WHAT YOU SHOULD DO — Every single record needs to be restated word for word.

DATA RECORDS —
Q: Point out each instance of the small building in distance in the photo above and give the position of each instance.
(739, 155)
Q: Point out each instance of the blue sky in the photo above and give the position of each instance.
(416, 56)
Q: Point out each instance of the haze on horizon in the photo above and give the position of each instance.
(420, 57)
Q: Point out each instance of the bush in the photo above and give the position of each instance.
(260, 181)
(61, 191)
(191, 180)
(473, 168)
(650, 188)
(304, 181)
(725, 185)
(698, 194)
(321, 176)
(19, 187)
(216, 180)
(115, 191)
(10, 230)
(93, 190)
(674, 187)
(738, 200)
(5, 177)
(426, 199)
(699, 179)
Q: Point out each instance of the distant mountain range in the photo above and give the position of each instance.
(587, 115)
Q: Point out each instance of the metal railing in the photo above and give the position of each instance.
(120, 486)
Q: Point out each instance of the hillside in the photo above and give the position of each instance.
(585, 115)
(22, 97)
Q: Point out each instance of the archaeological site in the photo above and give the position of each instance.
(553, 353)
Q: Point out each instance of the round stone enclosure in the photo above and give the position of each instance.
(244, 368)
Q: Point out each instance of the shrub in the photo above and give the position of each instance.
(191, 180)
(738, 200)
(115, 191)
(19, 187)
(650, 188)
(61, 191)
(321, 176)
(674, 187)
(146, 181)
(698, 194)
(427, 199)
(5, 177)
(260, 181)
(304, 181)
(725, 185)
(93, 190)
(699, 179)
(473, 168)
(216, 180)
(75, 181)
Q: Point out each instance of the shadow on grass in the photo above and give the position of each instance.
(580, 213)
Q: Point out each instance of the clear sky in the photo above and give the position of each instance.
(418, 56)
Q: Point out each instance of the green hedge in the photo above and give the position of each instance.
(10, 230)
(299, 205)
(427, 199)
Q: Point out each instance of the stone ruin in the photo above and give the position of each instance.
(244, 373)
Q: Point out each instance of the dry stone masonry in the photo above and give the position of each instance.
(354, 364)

ANSWER AREA —
Q: Point out each instance of the small building in distance in the photo above and give the position of each instance.
(739, 155)
Q: Point out each instance of the blue sky in the photo above and give the position of each instance.
(416, 56)
Q: Point out each instance of the haze on horizon in the photo above and give the position of each instance.
(420, 57)
Q: Point out each instance of the bush in the photo above and give the position of each instance.
(260, 181)
(61, 191)
(191, 180)
(473, 168)
(650, 188)
(304, 181)
(725, 185)
(698, 194)
(321, 176)
(19, 187)
(216, 180)
(115, 191)
(10, 230)
(93, 190)
(674, 187)
(738, 200)
(5, 177)
(426, 199)
(699, 179)
Q: Point out each instance of the distant mountain range in the photo above and give the position of each instance.
(587, 115)
Q: Point out each instance of the metal railing in the photo above and give the position of each instance.
(120, 486)
Q: Point out each instance of the hillside in the photo above and give the position of each instance.
(585, 115)
(22, 97)
Q: Point out each instance of the archaeological site in the photo above and give the position of each instance.
(553, 353)
Q: Point out each instance of the round stone enclosure in the photo above and give the position of each instance.
(244, 368)
Q: Point out each instance of the shrub in the photo above and give the position of each instance.
(191, 180)
(738, 200)
(115, 191)
(19, 187)
(650, 188)
(61, 191)
(321, 176)
(674, 187)
(146, 181)
(698, 194)
(427, 199)
(5, 177)
(260, 181)
(304, 181)
(725, 185)
(93, 190)
(699, 179)
(473, 168)
(216, 180)
(75, 181)
Q: Point out each instance of the shadow on grass in the photo above and give the position of each instance.
(580, 213)
Q: Point out each instance of the clear sky in the photo above and give the position of each instance.
(418, 56)
Q: Point out each instance of the green hedge in the photo above and give the position of each instance.
(10, 230)
(299, 205)
(427, 199)
Q: Point out each instance of the stone ruin in the photo above and give the position of each instance.
(244, 373)
Q: Point out each instance of the dry stone masonry in the photo above and give the position of each instance.
(354, 364)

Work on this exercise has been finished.